◆ Short exercise ◆
Output every line of the data below as a numbered list. Leave out blank lines and the pictures.

◆ Recorded data ◆
[Begin]

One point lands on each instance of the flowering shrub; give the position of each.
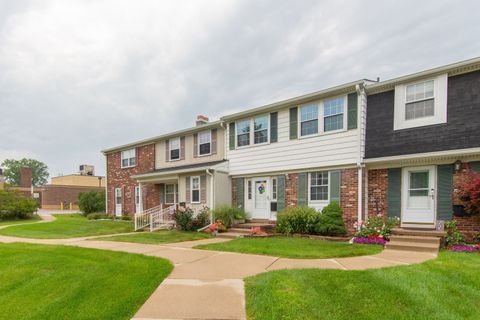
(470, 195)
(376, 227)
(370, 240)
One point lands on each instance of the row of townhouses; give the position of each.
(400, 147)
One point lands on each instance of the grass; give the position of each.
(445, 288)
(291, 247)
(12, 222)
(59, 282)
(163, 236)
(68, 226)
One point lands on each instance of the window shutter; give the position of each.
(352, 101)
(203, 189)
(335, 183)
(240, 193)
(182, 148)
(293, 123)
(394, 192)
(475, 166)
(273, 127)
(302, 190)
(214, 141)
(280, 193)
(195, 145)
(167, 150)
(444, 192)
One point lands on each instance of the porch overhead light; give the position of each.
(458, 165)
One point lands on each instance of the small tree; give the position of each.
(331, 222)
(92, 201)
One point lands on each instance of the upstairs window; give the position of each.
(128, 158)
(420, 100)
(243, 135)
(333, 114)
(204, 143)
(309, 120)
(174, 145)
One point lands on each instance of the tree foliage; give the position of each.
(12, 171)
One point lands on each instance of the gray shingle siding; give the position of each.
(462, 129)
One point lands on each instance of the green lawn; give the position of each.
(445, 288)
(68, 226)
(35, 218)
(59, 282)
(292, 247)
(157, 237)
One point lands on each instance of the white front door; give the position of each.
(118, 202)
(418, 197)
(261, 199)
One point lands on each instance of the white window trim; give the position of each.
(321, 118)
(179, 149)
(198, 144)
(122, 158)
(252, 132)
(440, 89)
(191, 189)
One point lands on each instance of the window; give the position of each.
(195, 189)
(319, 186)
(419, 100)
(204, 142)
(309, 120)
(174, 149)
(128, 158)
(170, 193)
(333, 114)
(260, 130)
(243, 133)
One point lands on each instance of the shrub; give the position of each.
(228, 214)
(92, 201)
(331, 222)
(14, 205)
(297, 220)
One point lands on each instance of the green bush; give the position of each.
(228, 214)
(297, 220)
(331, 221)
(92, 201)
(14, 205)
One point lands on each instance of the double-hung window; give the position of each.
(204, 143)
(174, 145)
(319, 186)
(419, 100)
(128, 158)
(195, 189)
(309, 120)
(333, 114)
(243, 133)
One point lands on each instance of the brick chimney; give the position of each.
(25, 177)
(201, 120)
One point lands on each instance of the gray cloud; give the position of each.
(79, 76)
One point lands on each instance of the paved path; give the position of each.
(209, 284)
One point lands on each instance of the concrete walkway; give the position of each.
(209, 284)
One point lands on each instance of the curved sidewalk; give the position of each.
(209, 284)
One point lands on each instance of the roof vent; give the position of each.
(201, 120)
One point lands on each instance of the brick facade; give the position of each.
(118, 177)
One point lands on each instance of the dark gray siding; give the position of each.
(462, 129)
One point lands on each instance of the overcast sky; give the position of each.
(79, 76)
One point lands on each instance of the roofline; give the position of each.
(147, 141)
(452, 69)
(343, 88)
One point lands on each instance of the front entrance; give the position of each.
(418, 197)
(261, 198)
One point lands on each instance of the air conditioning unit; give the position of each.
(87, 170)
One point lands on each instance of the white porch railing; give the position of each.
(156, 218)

[End]

◆ Answer ◆
1. One point lands on each instance of the flowering shrub; give the position of each.
2. (470, 195)
3. (376, 227)
4. (370, 240)
5. One point lands on each instance of the row of townhouses; give the position of each.
6. (400, 147)
7. One point lands on each instance of the grass; give the position of each.
8. (445, 288)
9. (291, 247)
10. (12, 222)
11. (59, 282)
12. (163, 236)
13. (68, 226)
14. One point lands on each instance of the window shutter; give the position of each.
15. (352, 101)
16. (203, 189)
17. (335, 183)
18. (240, 193)
19. (182, 148)
20. (293, 123)
21. (394, 192)
22. (475, 166)
23. (273, 127)
24. (302, 190)
25. (214, 141)
26. (280, 193)
27. (195, 145)
28. (167, 150)
29. (444, 192)
30. One point lands on each instance of the porch overhead light; give the position of each.
31. (458, 165)
32. One point lands on each instance of the small tree; give the position of each.
33. (331, 222)
34. (92, 201)
35. One point lands on each instance of the upstairs window; give the position of each.
36. (128, 158)
37. (420, 100)
38. (243, 135)
39. (333, 114)
40. (204, 143)
41. (309, 120)
42. (174, 145)
43. One point lands on each instance of the tree foliage; give the position of each.
44. (12, 171)
45. One point lands on each instance of the gray shingle siding; give the position of each.
46. (462, 129)
47. One point lands on each instance of the green lawn; give the position of each.
48. (445, 288)
49. (68, 226)
50. (35, 218)
51. (59, 282)
52. (292, 247)
53. (157, 237)
54. One point lands on each instance of the white front door; give the position of each.
55. (118, 202)
56. (418, 197)
57. (261, 199)
58. One point lands on each instance of the white window trim; give the position of each.
59. (321, 118)
60. (179, 149)
61. (198, 144)
62. (122, 158)
63. (252, 132)
64. (440, 89)
65. (191, 189)
66. One point lands on each instance of the window; give the position of each.
67. (195, 189)
68. (319, 186)
69. (419, 100)
70. (204, 142)
71. (309, 120)
72. (174, 149)
73. (128, 158)
74. (170, 193)
75. (333, 114)
76. (260, 130)
77. (243, 133)
78. One point lands on each instance of the shrub; give the position of each.
79. (228, 214)
80. (92, 201)
81. (331, 222)
82. (14, 205)
83. (297, 220)
84. One point lands on each instance of the green bush; give the position of each.
85. (228, 214)
86. (297, 220)
87. (331, 221)
88. (92, 201)
89. (14, 205)
90. One point lands on each instance of the double-hung window; give the position of each.
91. (204, 143)
92. (174, 145)
93. (319, 186)
94. (419, 100)
95. (128, 158)
96. (195, 189)
97. (309, 120)
98. (333, 114)
99. (243, 133)
100. One point lands on each instance of the brick chimney; give the position of each.
101. (25, 177)
102. (201, 120)
103. One point lands on each instance of the gray cloud; give the position of each.
104. (79, 76)
105. One point lands on each instance of the paved path; give the position of each.
106. (209, 284)
107. One point lands on each instance of the concrete walkway; give the position of each.
108. (209, 284)
109. One point lands on each instance of the curved sidewalk; give the position of each.
110. (209, 284)
111. One point lands on each instance of the roof vent; give the position of each.
112. (201, 120)
113. One point lands on each instance of the brick facade; give the position of each.
114. (118, 177)
115. One point lands on each instance of the dark gray siding; give the position of each.
116. (462, 129)
117. One point lands on each instance of the overcast sky; give the position of each.
118. (79, 76)
119. One point lands on each instance of the roofline; give the position of each.
120. (147, 141)
121. (452, 69)
122. (343, 88)
123. One point lands on each instance of the front entrance; give the position of each.
124. (418, 197)
125. (261, 198)
126. One point lands on each instance of the air conditioning unit; give the position of each.
127. (87, 170)
128. One point lands on each instance of the white porch railing; give the position of each.
129. (156, 218)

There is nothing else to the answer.